-- BEGIN Dataset content --

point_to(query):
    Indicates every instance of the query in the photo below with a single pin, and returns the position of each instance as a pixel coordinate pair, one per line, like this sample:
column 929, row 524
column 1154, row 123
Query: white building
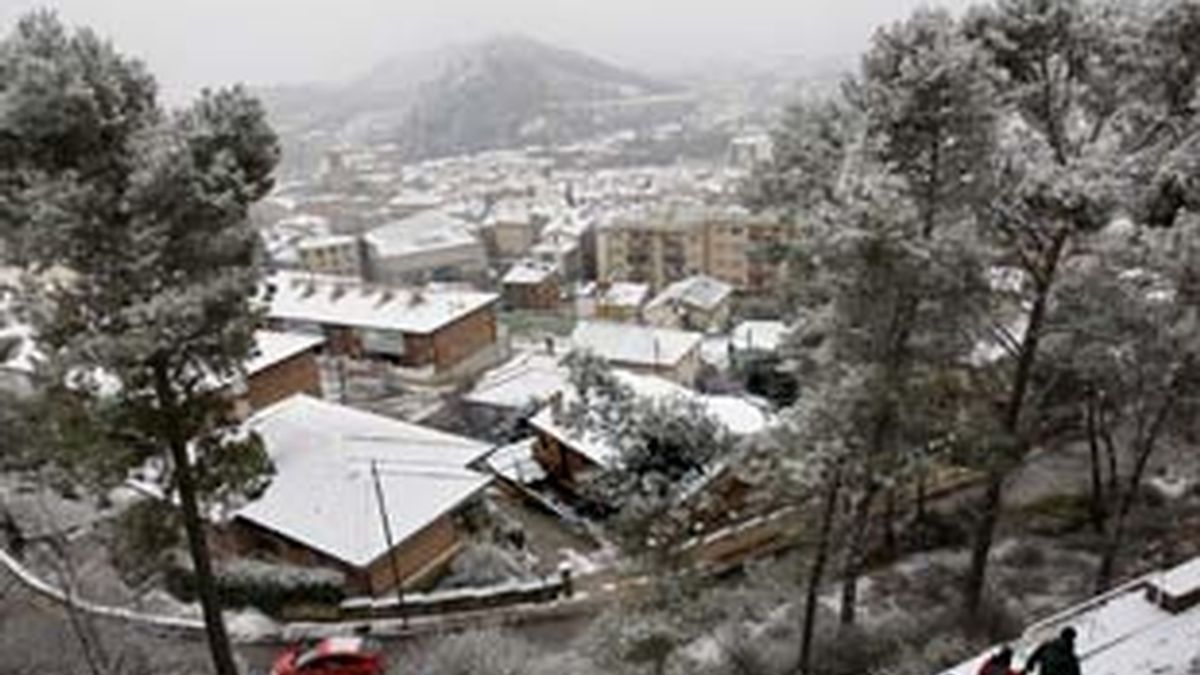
column 697, row 303
column 672, row 354
column 426, row 246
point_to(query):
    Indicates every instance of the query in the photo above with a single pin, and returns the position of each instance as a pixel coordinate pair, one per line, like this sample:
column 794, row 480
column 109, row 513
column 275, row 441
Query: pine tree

-- END Dataset content --

- _Goal of the exercise_: The material above holds pictures; copy everything else in it exactly.

- _Complete output_:
point_to(query):
    Indicates every instance of the query in the photo below with a single pin, and returns the position of each instance as a pixel coordinate pair, one per line, like this sample:
column 929, row 524
column 1154, row 123
Query: white building
column 697, row 303
column 672, row 354
column 426, row 246
point_to(query):
    Indicates every instance of the query in the photo above with a single pin, and returns the position of each instance as a pixel coordinate pair, one per line, like this sample:
column 794, row 480
column 109, row 513
column 275, row 441
Query: pine tree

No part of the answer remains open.